[Entries from a pointing dataset]
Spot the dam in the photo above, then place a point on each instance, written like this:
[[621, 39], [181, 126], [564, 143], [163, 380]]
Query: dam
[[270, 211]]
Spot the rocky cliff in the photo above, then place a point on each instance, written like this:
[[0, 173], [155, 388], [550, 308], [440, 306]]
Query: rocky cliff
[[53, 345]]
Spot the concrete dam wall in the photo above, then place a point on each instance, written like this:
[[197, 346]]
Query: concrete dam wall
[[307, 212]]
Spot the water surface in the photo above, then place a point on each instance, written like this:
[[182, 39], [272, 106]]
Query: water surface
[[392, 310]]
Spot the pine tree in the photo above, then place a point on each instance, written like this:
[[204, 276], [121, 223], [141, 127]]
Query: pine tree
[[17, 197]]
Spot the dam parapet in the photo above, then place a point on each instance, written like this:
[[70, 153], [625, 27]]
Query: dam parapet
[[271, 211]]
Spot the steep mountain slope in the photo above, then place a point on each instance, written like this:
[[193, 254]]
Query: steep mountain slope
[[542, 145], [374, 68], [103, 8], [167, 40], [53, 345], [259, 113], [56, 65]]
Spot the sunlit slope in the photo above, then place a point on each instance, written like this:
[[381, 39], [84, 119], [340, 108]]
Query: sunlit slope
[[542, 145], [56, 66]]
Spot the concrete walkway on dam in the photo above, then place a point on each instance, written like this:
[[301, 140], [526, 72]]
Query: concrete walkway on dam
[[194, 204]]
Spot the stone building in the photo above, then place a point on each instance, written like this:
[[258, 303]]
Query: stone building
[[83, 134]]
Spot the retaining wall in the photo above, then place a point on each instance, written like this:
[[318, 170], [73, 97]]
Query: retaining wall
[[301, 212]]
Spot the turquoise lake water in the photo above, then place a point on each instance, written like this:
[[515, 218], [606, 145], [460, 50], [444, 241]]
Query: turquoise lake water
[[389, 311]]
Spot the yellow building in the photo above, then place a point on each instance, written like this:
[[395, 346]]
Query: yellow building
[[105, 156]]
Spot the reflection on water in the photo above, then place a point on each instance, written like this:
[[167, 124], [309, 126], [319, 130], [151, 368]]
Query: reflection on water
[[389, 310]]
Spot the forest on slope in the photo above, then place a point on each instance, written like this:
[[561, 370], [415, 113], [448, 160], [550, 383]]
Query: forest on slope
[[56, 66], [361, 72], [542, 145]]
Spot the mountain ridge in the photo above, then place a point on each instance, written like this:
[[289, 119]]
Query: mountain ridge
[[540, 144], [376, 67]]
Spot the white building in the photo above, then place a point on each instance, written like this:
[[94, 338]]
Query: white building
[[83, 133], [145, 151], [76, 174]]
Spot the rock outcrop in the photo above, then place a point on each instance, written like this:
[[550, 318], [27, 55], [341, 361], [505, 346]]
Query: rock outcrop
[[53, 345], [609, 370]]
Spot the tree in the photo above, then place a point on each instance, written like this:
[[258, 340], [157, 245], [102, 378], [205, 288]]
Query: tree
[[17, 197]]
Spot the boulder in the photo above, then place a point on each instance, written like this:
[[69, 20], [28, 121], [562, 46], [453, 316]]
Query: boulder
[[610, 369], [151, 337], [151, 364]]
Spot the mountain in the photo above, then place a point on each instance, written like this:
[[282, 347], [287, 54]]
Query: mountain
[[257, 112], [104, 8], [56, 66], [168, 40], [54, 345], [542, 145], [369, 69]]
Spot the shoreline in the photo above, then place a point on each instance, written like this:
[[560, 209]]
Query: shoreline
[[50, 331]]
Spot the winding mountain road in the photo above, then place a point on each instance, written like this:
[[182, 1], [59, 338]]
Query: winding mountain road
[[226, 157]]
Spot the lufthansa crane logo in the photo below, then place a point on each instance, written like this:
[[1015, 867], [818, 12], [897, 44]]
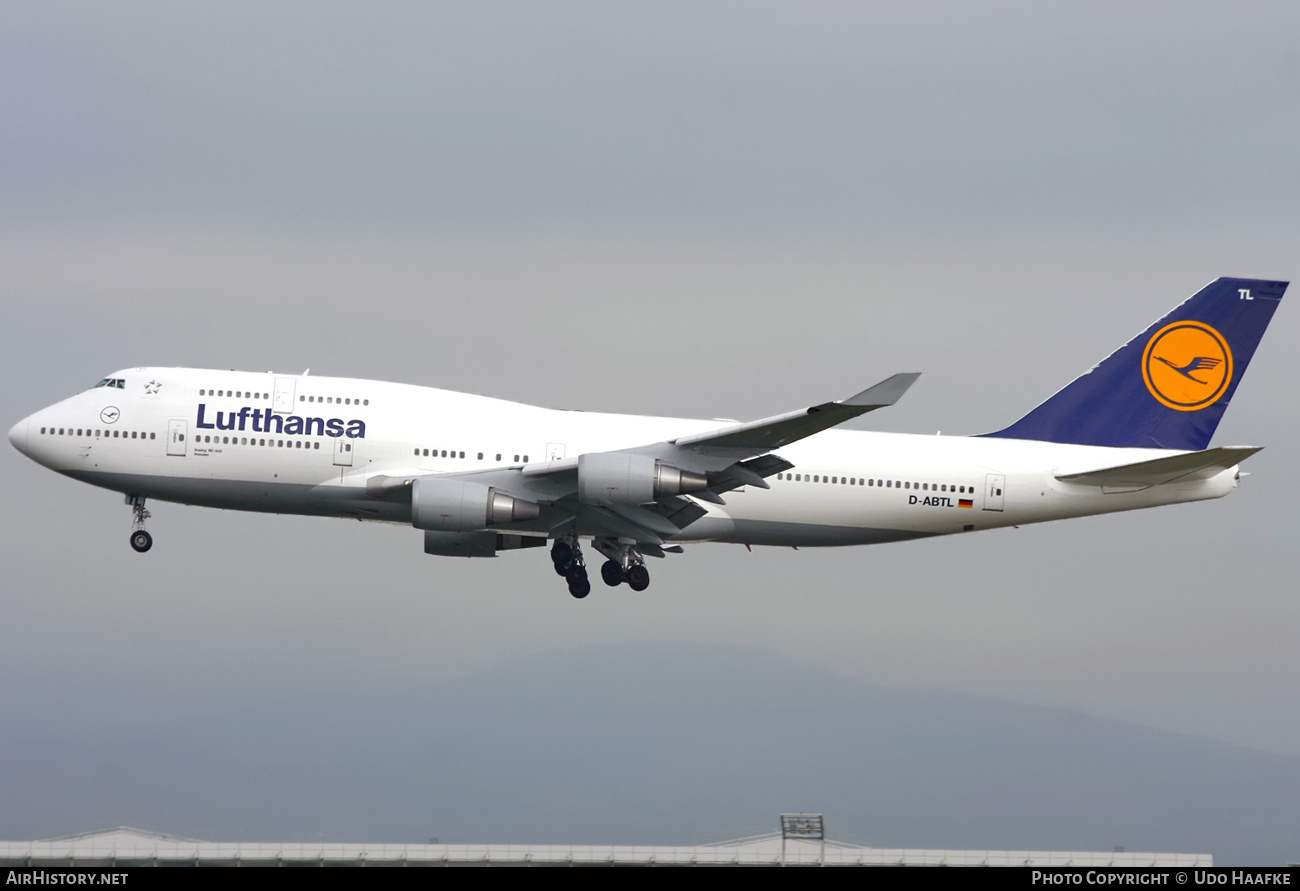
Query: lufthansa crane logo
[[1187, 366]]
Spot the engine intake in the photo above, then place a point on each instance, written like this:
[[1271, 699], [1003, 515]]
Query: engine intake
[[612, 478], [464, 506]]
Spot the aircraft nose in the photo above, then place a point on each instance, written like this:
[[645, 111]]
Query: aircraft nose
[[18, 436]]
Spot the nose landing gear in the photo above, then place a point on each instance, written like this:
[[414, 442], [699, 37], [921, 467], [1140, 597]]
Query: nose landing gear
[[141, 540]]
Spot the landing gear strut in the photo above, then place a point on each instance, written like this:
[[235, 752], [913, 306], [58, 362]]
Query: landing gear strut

---

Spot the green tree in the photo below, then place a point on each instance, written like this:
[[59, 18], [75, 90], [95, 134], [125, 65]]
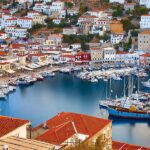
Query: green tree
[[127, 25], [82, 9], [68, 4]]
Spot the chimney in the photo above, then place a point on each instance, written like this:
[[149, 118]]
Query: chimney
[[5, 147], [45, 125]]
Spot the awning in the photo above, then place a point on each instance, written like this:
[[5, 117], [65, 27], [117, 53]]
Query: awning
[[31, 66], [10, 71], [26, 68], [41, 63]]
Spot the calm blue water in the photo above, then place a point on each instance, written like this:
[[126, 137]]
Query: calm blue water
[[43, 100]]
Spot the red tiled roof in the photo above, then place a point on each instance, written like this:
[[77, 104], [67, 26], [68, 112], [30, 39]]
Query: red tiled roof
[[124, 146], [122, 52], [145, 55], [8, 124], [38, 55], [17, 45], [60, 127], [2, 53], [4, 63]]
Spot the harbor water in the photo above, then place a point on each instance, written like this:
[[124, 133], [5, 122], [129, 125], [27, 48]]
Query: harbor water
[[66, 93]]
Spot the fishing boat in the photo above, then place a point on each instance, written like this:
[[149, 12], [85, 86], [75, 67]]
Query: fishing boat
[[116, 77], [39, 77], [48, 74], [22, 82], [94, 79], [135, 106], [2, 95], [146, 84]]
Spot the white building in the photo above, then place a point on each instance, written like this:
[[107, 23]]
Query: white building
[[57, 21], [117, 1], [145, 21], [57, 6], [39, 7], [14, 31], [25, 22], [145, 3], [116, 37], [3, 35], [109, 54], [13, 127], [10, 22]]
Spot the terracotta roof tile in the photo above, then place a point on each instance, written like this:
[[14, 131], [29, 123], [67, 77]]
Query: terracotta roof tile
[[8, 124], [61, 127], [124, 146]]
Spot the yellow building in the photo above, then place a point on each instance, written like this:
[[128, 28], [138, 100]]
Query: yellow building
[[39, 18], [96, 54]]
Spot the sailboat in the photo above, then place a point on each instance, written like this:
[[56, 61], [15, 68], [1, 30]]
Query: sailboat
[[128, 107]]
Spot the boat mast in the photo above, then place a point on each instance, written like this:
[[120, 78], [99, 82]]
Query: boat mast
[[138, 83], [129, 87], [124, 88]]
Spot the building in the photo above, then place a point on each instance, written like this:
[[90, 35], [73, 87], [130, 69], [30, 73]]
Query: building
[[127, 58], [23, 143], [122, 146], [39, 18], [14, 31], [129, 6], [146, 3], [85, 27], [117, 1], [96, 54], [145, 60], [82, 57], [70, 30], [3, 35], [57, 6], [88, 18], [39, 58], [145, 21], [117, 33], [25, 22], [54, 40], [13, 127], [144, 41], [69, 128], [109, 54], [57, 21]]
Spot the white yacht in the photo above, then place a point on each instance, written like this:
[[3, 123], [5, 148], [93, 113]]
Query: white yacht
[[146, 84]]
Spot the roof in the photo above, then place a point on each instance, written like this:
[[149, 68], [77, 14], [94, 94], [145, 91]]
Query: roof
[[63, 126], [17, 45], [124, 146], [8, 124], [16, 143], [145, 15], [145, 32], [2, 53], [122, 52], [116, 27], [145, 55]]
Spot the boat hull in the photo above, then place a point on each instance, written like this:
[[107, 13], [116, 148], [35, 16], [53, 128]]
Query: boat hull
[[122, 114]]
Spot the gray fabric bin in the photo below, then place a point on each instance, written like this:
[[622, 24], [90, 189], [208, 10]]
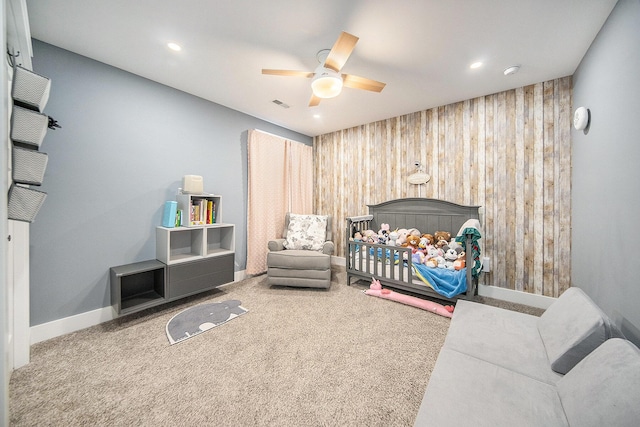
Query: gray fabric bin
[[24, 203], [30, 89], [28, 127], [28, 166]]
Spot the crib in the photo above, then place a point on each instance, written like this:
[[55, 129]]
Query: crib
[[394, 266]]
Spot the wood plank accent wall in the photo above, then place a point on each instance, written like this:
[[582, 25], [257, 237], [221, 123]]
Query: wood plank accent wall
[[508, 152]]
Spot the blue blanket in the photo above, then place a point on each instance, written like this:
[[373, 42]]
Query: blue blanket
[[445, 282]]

---

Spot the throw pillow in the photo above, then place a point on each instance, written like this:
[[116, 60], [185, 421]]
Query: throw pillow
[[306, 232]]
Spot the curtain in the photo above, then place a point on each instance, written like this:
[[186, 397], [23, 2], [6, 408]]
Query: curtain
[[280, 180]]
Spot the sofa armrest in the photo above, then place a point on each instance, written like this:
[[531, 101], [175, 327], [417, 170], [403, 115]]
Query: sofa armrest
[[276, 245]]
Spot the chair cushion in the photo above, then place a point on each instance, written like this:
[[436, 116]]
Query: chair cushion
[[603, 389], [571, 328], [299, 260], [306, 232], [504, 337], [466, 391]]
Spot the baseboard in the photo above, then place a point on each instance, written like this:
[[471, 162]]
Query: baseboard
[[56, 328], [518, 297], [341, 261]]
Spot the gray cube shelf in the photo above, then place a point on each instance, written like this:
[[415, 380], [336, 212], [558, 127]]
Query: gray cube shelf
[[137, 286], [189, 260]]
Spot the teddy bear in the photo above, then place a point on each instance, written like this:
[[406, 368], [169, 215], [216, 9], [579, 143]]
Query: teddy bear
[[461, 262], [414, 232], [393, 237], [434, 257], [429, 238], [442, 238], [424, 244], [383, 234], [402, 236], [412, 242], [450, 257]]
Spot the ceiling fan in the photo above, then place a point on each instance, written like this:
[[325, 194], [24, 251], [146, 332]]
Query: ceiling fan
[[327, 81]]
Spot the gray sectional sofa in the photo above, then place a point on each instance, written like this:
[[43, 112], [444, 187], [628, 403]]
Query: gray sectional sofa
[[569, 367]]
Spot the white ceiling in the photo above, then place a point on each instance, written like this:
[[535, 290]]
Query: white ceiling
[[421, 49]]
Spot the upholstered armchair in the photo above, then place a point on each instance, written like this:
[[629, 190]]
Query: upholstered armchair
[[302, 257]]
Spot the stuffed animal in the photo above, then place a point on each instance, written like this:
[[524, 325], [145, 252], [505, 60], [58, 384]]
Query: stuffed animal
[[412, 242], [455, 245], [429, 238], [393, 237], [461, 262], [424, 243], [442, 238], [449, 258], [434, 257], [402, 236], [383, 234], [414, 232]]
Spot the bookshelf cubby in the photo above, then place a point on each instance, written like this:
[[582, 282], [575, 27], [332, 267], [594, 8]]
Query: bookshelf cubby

# Aim of the exercise:
Copy verbatim the lines of the material above, from the line containing "Spot the red" through the line containing "53], [4, 63]]", with both of those lines included.

# Answer for this exercise:
Spot the red tiled roof in the photo above, then place a point on each instance, written like this:
[[77, 104], [67, 26], [68, 112], [30, 39]]
Query: red tiled roof
[[124, 146], [122, 52], [145, 55], [8, 124], [38, 55], [17, 45], [60, 127], [2, 53], [4, 63]]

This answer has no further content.